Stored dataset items

══════

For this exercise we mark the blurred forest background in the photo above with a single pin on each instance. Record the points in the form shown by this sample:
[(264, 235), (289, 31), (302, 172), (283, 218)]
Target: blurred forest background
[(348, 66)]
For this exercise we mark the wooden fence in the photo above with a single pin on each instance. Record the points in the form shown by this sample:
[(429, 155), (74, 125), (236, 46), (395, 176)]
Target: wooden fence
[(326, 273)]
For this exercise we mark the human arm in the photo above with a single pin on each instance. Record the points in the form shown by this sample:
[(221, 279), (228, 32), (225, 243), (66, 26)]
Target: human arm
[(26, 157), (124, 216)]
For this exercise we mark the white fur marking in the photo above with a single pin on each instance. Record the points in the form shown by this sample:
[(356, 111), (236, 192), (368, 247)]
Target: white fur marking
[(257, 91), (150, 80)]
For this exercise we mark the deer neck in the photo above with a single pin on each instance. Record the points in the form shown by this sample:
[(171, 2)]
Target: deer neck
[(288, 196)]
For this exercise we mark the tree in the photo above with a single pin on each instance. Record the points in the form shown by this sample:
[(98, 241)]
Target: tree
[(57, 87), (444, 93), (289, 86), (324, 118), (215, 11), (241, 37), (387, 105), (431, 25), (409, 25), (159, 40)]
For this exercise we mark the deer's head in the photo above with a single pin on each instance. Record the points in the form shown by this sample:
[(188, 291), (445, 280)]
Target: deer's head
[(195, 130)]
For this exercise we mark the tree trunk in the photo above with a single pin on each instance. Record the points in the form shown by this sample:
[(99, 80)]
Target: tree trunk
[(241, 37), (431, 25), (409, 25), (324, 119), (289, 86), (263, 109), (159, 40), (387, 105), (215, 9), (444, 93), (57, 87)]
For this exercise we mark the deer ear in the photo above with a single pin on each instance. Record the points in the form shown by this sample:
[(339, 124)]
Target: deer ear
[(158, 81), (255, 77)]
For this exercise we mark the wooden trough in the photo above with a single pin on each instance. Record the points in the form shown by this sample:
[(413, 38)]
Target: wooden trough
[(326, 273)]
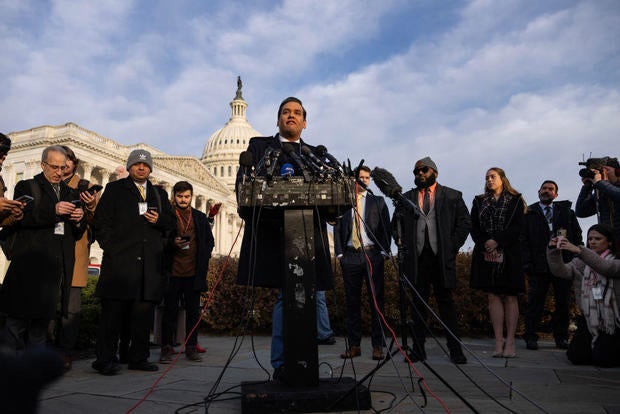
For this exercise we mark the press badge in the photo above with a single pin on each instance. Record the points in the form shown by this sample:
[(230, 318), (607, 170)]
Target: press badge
[(59, 228), (142, 207)]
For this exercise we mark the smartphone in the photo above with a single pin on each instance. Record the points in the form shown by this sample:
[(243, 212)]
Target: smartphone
[(24, 199), (95, 188)]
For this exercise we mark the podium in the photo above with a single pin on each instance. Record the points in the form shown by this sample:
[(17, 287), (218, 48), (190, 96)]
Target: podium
[(303, 203)]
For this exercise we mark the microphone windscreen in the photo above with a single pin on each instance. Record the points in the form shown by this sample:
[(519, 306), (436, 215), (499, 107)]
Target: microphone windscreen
[(321, 150), (386, 182), (246, 159)]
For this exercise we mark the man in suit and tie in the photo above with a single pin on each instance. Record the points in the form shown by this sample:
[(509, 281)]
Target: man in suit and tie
[(361, 241), (430, 238), (544, 220), (131, 222)]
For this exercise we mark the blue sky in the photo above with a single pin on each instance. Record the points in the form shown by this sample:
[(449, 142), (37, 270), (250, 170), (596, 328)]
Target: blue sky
[(528, 86)]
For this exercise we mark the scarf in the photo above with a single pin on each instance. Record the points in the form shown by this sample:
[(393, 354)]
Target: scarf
[(494, 213), (602, 315)]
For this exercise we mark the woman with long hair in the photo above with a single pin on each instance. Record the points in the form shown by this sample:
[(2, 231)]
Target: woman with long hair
[(496, 266), (595, 271)]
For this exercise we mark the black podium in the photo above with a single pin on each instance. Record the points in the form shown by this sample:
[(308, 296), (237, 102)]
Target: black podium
[(302, 390)]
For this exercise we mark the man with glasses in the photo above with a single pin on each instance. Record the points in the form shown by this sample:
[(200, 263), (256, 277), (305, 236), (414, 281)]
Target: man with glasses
[(432, 235), (39, 276)]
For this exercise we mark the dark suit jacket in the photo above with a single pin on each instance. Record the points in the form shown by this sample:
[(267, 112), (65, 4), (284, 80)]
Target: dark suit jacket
[(535, 234), (132, 266), (260, 260), (376, 223), (453, 225), (42, 261)]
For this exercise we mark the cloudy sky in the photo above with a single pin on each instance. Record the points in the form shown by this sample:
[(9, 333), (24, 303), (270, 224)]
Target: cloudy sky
[(530, 86)]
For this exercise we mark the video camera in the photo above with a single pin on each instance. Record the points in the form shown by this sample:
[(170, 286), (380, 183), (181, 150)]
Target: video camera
[(597, 164)]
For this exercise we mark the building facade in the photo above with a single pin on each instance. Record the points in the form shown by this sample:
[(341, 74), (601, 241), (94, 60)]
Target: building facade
[(212, 176)]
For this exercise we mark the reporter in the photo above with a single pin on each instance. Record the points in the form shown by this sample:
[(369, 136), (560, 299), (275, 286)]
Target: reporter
[(594, 271), (600, 195)]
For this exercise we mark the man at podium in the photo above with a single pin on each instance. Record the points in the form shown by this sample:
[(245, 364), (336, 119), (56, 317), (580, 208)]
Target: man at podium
[(263, 245)]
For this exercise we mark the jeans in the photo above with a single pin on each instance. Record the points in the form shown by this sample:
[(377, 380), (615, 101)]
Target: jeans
[(324, 330), (277, 340)]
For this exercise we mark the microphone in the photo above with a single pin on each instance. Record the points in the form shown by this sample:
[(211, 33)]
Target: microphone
[(287, 170), (388, 186), (273, 159), (290, 151), (320, 163), (322, 151)]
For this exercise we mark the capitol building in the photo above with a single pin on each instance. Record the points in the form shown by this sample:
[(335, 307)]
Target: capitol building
[(212, 176)]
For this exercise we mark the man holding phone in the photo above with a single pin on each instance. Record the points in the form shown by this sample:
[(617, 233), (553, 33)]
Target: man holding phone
[(190, 250), (132, 280), (66, 328), (43, 254)]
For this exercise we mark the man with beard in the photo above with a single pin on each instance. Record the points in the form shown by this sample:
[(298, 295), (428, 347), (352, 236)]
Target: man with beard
[(545, 220), (192, 244), (430, 238)]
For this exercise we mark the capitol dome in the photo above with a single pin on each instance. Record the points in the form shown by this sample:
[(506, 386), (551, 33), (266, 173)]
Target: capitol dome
[(221, 154)]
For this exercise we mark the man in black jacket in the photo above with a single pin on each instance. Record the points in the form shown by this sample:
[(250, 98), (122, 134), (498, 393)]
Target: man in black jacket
[(132, 222), (543, 221), (361, 241), (432, 236), (263, 239), (191, 247)]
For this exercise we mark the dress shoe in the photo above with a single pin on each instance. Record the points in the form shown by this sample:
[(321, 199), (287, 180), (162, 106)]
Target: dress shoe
[(457, 357), (330, 340), (142, 366), (67, 363), (377, 353), (352, 352), (109, 368)]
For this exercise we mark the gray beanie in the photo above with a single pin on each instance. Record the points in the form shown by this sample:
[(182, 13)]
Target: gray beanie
[(426, 162), (137, 156)]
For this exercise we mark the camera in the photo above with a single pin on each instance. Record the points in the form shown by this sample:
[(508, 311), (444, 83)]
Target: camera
[(596, 164)]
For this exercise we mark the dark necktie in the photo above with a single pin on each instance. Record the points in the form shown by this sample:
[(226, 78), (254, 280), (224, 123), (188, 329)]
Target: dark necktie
[(426, 202)]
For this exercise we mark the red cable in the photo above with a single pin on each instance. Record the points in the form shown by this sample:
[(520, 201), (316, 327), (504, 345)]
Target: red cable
[(202, 311)]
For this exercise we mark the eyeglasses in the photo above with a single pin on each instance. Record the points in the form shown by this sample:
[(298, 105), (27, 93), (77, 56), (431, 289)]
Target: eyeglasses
[(56, 167)]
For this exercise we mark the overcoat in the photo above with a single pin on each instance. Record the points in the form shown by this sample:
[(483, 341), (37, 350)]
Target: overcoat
[(133, 248), (39, 276), (453, 225), (507, 278)]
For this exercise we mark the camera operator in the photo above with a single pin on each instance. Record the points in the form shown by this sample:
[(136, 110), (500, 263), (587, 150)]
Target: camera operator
[(600, 194)]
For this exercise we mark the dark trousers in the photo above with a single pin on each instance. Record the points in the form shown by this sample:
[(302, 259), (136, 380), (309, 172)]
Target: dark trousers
[(180, 292), (355, 271), (139, 314), (604, 353), (68, 328), (429, 273), (26, 333), (538, 286)]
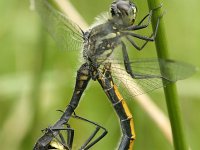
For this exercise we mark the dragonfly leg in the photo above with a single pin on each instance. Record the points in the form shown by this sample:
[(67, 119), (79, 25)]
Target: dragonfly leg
[(126, 60), (82, 79), (121, 109), (149, 15), (88, 144)]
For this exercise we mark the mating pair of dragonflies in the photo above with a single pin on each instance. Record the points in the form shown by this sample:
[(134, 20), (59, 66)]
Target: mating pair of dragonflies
[(99, 45)]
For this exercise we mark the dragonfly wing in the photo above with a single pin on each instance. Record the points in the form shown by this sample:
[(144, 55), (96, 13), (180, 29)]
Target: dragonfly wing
[(65, 32), (151, 76)]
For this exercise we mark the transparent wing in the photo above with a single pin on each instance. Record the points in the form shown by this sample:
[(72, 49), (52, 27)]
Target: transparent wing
[(151, 76), (65, 32)]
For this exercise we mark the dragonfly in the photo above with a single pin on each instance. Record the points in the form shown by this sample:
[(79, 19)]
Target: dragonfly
[(98, 45)]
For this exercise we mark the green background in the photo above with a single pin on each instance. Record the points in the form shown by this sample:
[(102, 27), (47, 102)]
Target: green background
[(36, 78)]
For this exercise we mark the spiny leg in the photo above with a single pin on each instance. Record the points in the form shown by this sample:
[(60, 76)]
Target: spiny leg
[(149, 15), (121, 109)]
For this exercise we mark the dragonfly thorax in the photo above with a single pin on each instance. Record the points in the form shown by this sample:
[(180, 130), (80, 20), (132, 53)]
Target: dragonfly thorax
[(123, 12)]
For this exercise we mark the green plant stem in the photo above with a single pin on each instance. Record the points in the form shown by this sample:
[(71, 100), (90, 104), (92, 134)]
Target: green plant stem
[(172, 102)]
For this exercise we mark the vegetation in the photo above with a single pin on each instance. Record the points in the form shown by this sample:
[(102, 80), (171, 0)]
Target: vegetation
[(36, 78)]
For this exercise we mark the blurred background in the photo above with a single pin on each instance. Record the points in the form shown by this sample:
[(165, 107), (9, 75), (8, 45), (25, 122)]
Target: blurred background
[(36, 78)]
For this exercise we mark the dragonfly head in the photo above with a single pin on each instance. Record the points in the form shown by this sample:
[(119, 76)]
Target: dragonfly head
[(123, 12)]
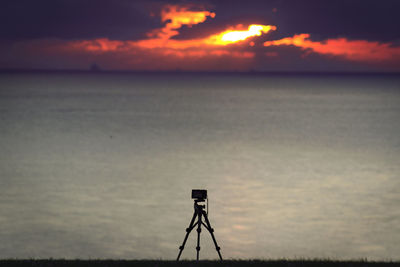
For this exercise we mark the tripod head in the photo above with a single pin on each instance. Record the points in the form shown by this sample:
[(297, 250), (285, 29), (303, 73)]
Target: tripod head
[(199, 195)]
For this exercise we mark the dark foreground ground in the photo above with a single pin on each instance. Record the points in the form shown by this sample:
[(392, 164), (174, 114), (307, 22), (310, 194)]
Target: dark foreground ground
[(160, 263)]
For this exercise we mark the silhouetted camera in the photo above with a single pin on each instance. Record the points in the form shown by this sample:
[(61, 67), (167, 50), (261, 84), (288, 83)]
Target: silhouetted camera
[(199, 194)]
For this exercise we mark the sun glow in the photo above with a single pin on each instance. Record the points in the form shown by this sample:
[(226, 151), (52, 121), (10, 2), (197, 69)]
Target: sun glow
[(233, 36)]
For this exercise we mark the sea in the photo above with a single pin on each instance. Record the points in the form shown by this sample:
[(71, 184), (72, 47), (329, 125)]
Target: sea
[(102, 165)]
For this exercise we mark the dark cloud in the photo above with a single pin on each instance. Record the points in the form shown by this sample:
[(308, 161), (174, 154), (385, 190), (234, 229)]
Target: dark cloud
[(128, 19), (75, 19)]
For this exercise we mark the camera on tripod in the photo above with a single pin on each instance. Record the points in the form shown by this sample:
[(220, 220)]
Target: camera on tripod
[(199, 194)]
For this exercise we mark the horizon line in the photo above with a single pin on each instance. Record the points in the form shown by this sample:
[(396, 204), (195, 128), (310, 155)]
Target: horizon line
[(255, 72)]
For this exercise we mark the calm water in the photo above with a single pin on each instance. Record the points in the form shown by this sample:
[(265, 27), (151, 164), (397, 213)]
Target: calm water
[(102, 166)]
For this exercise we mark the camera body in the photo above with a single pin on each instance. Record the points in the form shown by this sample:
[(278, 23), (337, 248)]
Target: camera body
[(199, 194)]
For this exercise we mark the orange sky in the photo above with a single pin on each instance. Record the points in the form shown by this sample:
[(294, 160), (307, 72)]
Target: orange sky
[(355, 50), (235, 48)]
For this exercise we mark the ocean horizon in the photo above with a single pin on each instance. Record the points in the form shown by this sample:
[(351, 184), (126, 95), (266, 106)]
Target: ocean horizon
[(102, 164)]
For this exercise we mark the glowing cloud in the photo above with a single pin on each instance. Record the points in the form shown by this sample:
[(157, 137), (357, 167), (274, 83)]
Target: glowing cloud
[(177, 17), (160, 40), (356, 50), (232, 36)]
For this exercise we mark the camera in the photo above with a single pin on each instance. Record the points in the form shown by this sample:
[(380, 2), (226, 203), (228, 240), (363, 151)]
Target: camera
[(199, 194)]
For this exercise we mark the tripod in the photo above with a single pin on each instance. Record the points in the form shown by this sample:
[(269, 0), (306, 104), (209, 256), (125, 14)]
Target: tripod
[(199, 213)]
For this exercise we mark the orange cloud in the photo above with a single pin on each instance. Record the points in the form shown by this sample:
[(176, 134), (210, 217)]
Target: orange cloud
[(356, 50), (160, 39)]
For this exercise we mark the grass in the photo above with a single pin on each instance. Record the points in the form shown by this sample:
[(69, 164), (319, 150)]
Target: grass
[(162, 263)]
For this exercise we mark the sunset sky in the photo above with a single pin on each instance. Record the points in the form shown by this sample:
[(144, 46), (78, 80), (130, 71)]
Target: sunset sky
[(270, 35)]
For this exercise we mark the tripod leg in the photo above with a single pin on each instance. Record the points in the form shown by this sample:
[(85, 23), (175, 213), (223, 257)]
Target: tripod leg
[(198, 235), (211, 230), (188, 230)]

══════

WHAT IS ASKED:
Return only the lines running from the line with "For this exercise we mark the camera body" to the last line of the records, both included, exactly as written.

RESPONSE FOR THIS EXERCISE:
For this exercise we mark the camera body in the photo above with a single pin on each instance. Record the points in the form shown by this sample:
[(278, 23), (337, 248)]
Target: camera body
[(199, 194)]
For this exercise we mark the orange sky in the photo above with a single pin on each instance. Record the points in the form shown by this sample:
[(294, 160), (307, 72)]
Target: orange sky
[(355, 50), (235, 48)]
For this exercise we mark the ocean horizon in the photo above with a single pin on each instance. Record the points in the form shown by this sample:
[(351, 184), (126, 95), (266, 106)]
Target: ocean horizon
[(102, 164)]
For this exercise we mark the glowing cloud in the photo above with a single pin on each instance. Record the points in the form shown by this sample:
[(157, 137), (357, 167), (274, 83)]
Target: glowing cloud
[(177, 17), (160, 40), (356, 50), (232, 36)]
For this exercise we mark the camera in the photo above with a single pin on each instance. Record the points in the form shown by this sample:
[(380, 2), (226, 203), (228, 240), (363, 151)]
Target: camera
[(199, 194)]
For this exercise we mark the tripod in the photo above with a single pin on each instance. Record the points in the form shown by this sample:
[(269, 0), (306, 104), (209, 256), (125, 14)]
Target: tripod
[(199, 213)]
For this exercise we mark the orange cloud in the photo above with a single pin on each instance. Record the points in the form shown by this sample:
[(176, 134), (210, 217)]
Target: orange cloud
[(356, 50), (160, 39)]
For this exercise we mark the grass in the photo above with a single pin on each instance. Record the points in the form shown by this sample:
[(69, 164), (319, 150)]
Target: grass
[(162, 263)]
For this exercise we mark the sunset sky in the photo above with a single pin on each instance. Record the points in the form shown by this sample:
[(144, 46), (78, 80), (130, 71)]
Target: sunset sky
[(270, 35)]
For this exercise we mark the tripod leg in the photo above with a single pin on each instance. Record the points in the form shown by this sample:
[(85, 23), (175, 213), (223, 257)]
Target: tripod leg
[(198, 235), (211, 230), (188, 230)]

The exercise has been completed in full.